[박스 라벨 데이터셋 발췌]
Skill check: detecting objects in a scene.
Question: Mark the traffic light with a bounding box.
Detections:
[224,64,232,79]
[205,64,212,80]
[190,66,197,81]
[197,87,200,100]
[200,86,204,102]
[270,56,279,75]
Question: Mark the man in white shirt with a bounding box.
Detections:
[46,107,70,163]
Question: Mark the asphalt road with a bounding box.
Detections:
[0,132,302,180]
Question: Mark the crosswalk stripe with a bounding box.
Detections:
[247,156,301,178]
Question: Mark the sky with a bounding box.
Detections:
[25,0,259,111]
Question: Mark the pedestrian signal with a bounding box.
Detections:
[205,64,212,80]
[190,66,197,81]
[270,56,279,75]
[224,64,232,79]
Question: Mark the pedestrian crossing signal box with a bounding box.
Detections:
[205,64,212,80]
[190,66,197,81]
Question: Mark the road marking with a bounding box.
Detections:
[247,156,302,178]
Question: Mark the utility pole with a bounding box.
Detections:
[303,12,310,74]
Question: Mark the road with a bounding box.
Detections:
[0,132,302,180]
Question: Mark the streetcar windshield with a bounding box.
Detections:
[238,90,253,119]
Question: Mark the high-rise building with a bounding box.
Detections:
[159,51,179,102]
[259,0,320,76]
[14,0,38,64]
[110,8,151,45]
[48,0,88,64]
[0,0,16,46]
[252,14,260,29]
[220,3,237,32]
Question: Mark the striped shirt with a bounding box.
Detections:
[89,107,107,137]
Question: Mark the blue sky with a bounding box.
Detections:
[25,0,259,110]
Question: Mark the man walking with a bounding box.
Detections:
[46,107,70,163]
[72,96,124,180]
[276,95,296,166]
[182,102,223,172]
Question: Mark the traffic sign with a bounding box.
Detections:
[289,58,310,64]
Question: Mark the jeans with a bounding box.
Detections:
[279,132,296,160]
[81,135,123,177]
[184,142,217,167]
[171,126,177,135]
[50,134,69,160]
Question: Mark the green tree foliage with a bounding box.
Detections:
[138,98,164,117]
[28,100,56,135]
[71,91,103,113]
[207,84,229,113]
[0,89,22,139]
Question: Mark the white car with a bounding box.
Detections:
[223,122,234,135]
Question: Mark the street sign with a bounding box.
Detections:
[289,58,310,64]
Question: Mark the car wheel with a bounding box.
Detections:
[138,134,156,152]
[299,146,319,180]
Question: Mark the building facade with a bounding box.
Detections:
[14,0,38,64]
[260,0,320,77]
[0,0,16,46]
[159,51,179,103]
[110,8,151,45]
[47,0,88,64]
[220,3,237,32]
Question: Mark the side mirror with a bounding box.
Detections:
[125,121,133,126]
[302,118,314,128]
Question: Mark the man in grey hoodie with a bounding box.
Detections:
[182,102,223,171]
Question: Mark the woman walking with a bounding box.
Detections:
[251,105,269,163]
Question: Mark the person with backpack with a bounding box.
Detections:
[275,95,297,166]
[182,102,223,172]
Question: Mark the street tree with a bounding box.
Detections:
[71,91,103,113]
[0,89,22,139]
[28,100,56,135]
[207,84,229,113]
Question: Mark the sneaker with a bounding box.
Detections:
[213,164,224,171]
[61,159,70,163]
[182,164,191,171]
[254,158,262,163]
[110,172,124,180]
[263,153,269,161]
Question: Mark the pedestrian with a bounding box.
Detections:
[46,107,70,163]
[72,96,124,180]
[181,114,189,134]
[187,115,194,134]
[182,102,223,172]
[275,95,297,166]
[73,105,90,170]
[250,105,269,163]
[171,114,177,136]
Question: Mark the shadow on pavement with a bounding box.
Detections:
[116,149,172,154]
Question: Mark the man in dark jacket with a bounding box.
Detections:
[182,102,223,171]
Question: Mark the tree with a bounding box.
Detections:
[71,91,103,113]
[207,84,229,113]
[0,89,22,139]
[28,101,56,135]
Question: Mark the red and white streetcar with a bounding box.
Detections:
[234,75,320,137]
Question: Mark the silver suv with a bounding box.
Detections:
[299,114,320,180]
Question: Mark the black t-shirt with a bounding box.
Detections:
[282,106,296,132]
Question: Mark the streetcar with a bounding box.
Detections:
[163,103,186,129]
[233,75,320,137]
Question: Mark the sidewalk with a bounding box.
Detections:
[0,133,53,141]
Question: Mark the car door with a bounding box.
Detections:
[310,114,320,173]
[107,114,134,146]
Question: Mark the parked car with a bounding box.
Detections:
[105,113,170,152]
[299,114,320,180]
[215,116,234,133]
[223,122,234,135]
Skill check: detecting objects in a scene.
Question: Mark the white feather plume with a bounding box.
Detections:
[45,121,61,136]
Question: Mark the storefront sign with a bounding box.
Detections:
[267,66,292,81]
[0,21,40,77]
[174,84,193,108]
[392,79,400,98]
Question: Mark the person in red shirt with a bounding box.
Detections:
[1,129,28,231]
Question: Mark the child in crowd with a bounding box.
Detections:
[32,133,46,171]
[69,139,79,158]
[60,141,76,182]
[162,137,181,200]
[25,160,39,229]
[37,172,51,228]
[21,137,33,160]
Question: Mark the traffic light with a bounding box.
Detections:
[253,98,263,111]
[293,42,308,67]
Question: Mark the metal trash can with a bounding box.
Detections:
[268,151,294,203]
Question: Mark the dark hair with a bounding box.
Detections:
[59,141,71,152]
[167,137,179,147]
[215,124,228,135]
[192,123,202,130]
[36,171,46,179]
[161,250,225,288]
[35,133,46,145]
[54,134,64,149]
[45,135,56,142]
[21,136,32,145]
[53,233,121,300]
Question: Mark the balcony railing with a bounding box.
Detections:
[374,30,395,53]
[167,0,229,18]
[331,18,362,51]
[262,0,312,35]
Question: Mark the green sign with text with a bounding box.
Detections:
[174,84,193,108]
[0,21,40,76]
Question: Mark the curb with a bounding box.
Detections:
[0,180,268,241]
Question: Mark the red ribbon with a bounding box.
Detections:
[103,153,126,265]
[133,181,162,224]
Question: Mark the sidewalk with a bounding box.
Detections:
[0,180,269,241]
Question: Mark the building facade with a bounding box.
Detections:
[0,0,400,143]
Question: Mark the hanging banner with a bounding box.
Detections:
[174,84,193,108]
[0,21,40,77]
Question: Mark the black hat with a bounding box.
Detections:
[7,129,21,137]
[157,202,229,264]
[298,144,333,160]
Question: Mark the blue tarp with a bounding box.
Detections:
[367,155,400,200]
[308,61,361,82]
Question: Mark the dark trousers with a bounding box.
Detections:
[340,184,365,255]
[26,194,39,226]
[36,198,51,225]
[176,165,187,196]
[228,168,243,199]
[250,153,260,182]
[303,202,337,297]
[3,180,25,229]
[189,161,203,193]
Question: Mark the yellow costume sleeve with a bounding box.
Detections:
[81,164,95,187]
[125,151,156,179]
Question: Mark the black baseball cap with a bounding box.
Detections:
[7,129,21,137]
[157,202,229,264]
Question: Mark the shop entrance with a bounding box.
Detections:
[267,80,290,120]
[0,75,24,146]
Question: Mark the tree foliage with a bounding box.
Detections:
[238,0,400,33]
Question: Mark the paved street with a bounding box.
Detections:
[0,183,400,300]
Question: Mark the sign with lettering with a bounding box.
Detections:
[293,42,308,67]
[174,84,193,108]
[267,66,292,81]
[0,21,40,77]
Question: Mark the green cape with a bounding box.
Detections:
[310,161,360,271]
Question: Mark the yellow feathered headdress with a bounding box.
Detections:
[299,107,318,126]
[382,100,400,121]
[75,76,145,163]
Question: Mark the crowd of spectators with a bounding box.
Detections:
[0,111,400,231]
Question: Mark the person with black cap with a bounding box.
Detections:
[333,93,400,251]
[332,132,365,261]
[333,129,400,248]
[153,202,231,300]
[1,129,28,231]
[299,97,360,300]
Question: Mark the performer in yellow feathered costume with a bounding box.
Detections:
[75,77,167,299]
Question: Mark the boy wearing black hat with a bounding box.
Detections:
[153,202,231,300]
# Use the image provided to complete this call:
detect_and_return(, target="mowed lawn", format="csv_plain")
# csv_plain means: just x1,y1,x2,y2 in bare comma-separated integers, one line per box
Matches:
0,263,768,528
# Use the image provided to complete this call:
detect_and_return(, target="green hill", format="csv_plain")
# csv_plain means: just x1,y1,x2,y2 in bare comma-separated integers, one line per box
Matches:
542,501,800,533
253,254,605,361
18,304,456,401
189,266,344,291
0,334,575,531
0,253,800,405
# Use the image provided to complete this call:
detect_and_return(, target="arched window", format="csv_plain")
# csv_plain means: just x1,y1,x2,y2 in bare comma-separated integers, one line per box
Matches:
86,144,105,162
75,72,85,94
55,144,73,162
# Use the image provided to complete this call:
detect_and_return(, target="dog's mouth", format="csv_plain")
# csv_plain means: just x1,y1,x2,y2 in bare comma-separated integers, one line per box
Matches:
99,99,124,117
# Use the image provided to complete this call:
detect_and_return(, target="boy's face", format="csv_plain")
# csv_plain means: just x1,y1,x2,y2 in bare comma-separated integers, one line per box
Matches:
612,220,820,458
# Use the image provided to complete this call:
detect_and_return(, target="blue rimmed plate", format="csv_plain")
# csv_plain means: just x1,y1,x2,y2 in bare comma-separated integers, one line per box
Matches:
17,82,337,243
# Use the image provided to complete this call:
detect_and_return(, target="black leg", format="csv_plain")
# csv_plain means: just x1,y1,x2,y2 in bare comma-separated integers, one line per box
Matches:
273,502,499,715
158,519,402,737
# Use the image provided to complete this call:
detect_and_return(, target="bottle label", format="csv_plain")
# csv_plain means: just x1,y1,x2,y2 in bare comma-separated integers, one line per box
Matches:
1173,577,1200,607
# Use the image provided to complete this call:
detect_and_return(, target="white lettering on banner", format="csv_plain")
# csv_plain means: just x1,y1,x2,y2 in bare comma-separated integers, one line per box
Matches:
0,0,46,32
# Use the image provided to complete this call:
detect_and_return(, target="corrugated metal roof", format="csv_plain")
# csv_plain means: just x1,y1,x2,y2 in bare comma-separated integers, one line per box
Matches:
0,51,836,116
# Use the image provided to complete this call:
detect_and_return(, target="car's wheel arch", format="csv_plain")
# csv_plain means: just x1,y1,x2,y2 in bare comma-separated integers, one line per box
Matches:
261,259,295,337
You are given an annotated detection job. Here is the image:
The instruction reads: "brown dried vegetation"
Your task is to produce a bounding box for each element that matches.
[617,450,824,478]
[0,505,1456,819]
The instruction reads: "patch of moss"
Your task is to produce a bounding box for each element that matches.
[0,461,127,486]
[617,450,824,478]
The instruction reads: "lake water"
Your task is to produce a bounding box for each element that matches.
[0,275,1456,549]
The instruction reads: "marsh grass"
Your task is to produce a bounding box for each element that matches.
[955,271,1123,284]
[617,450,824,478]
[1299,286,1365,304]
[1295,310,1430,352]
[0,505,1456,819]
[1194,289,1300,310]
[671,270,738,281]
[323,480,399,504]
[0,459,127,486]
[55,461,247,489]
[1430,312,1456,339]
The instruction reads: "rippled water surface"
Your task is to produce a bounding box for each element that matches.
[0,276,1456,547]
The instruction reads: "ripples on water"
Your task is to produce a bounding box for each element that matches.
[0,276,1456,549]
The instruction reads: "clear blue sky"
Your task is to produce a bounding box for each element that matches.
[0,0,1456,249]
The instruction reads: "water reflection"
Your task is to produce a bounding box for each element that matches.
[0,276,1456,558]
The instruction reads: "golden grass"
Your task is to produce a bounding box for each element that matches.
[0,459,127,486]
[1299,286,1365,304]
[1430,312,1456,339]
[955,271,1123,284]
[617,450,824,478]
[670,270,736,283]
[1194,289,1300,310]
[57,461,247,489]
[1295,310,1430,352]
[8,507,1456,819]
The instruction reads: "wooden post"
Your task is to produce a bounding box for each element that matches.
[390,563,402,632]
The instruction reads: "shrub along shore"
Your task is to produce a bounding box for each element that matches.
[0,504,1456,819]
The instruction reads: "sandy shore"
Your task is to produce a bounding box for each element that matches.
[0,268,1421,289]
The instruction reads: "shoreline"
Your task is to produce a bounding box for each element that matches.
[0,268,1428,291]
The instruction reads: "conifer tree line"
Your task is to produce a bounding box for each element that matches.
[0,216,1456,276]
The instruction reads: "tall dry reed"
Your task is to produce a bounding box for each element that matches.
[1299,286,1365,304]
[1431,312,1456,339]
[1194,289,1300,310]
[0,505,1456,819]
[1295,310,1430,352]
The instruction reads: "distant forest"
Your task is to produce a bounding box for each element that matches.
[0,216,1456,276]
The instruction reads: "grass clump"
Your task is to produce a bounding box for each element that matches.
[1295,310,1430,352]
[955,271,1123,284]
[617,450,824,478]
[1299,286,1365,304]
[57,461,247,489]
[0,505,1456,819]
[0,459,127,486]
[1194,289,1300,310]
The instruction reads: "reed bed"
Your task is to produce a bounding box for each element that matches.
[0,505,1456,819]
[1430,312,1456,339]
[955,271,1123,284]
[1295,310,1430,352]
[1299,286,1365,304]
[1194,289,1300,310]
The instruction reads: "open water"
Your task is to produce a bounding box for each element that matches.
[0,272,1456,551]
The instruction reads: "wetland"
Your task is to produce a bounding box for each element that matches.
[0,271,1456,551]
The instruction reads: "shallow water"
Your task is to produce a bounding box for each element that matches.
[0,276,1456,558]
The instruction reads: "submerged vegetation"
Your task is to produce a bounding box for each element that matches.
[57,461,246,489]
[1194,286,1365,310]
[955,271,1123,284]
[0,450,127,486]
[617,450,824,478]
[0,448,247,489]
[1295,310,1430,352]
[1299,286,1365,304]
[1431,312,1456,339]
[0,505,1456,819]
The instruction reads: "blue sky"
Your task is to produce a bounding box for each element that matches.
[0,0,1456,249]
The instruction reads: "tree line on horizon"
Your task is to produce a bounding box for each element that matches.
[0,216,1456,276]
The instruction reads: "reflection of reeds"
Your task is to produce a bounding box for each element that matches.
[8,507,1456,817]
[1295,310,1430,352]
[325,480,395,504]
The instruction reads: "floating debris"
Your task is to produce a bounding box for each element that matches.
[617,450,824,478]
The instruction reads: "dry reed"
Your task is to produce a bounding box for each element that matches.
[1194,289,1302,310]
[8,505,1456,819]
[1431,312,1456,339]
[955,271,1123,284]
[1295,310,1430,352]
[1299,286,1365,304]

* [과제]
"Question: Mark the traffic sign" 포함 줄부터 "[50,134,69,160]" 포함 줄까지, 양 끝 줄을 포함해 한 글자도 바꾸지 말고 옮겨 적으세요.

* [응답]
Question: Mark the traffic sign with a bounding box.
Detections:
[289,58,310,64]
Question: Mark the jeans with a bounding box.
Detections:
[279,132,296,160]
[81,135,123,177]
[184,142,217,167]
[171,126,177,135]
[50,134,69,160]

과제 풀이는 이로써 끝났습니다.